Reproduce all of the material below, switching each occurrence of "outline it" to "enclose it" and leaving every other character as it stands.

_____

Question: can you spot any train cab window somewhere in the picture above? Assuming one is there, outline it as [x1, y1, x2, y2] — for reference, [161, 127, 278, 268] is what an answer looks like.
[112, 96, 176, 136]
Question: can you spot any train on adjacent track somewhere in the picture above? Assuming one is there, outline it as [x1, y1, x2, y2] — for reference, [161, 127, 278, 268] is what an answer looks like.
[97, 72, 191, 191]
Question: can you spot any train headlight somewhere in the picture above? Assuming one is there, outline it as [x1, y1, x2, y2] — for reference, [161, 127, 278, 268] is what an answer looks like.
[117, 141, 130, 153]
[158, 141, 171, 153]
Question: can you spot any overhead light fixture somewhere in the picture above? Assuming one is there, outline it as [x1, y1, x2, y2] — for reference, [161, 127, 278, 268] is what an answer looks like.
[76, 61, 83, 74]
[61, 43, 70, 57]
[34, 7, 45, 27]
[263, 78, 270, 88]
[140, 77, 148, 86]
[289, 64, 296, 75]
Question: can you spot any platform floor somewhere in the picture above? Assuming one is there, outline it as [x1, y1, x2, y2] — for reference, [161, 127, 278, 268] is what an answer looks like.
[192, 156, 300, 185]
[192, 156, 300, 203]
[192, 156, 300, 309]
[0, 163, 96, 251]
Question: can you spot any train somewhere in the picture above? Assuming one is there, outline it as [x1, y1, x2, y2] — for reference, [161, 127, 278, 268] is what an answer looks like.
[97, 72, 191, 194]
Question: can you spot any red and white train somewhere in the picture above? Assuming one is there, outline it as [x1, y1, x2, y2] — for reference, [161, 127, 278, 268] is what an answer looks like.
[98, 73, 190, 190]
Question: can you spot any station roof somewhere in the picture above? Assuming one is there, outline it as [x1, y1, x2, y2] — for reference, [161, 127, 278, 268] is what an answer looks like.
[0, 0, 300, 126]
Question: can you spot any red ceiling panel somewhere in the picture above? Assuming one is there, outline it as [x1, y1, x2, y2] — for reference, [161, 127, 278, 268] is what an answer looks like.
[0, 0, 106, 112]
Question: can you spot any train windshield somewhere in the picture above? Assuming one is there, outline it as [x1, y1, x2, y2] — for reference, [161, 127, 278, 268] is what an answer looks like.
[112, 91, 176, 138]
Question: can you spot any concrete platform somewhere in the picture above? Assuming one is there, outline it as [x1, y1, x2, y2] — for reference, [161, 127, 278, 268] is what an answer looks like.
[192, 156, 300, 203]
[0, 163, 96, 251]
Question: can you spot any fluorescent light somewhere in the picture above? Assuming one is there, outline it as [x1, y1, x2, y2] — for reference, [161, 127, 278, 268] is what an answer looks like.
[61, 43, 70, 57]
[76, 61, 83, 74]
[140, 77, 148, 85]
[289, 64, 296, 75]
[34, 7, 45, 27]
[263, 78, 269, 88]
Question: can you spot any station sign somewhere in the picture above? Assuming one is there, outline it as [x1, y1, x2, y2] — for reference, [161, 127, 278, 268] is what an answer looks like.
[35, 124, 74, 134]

_____

**Completed exercise**
Question: can you spot any train cab window somewhere in the picture above? Assuming one is there, enclose it as [x1, y1, x2, y2] — for reference, [161, 127, 278, 268] is what an answer looks like.
[112, 96, 176, 136]
Question: can you spot any train on adjacent track somewhere in the picture above? Assuming one is there, enclose it as [x1, y1, x2, y2] — for reference, [161, 127, 278, 268] is what an answer looks like.
[97, 72, 191, 191]
Question: can you spot any train headlight somewhere in the picture above? Assuming one is there, enclose it as [x1, y1, x2, y2] — for reference, [161, 127, 278, 268] is what an answer looks like.
[117, 141, 130, 153]
[158, 141, 171, 153]
Question: can you spot any overhead light fixture somewhere in the picture above? Assuming one is there, enclose it as [x1, y1, x2, y2] — for reference, [161, 127, 278, 268] is what an answer looks like.
[76, 61, 83, 74]
[61, 43, 70, 57]
[34, 7, 45, 27]
[263, 78, 270, 88]
[140, 77, 148, 86]
[289, 64, 296, 75]
Question: can you spot any platform floor somewhere in the picture above? Assuming one is there, enclose it as [x1, y1, x2, y2] — for reference, [161, 127, 278, 268] is what an answer looks like.
[192, 156, 300, 185]
[192, 156, 300, 203]
[192, 156, 300, 309]
[0, 163, 96, 251]
Question: can you spot any train somewhere in the picture above? Assuming one is there, enclose it as [x1, y1, x2, y2] — for reference, [161, 127, 278, 268] is what an answer looks like.
[97, 72, 191, 194]
Question: can you spot any red and white train somewhere in the picture above? Assuming one is there, enclose it as [x1, y1, x2, y2] — for reference, [161, 127, 278, 268] is what an answer looks like.
[98, 73, 190, 190]
Question: can you spot any station roof somewhere in the picture above? Assuming one is there, enclose it as [x1, y1, x2, y2] — for reference, [161, 127, 278, 268] is what an answer looks like.
[0, 0, 300, 126]
Question: can you spot any red ceiling panel somewhere in the picture above? Assuming one is there, enclose it as [x1, y1, x2, y2] — for reference, [161, 127, 278, 268] is what an answer looks like.
[0, 0, 106, 112]
Question: can you spot any train windshield somewhere in the picture above? Assuming one is there, enclose it as [x1, y1, x2, y2] — for reference, [161, 127, 278, 268] is what an answer looks like.
[112, 91, 176, 138]
Question: can you spot any concrete platform somewhere in the picture above? Assuming one is there, enclose it as [x1, y1, x2, y2] — for reference, [161, 127, 278, 268] is what an answer looks like.
[192, 156, 300, 203]
[0, 163, 96, 251]
Question: can you spot any fluorescent light somewhere in the picture above? Assuming one is there, enclose it as [x1, y1, x2, y2] — for reference, [161, 127, 278, 268] is what an answer looks like.
[61, 43, 70, 57]
[76, 61, 83, 74]
[140, 77, 148, 85]
[289, 64, 296, 75]
[34, 7, 45, 27]
[263, 78, 269, 88]
Question: can you spot any station sign somewhere in the picture above? Assuming one is there, enclose it as [x1, y1, x2, y2] — for reference, [161, 127, 278, 268] is what an answer looks like.
[35, 124, 74, 134]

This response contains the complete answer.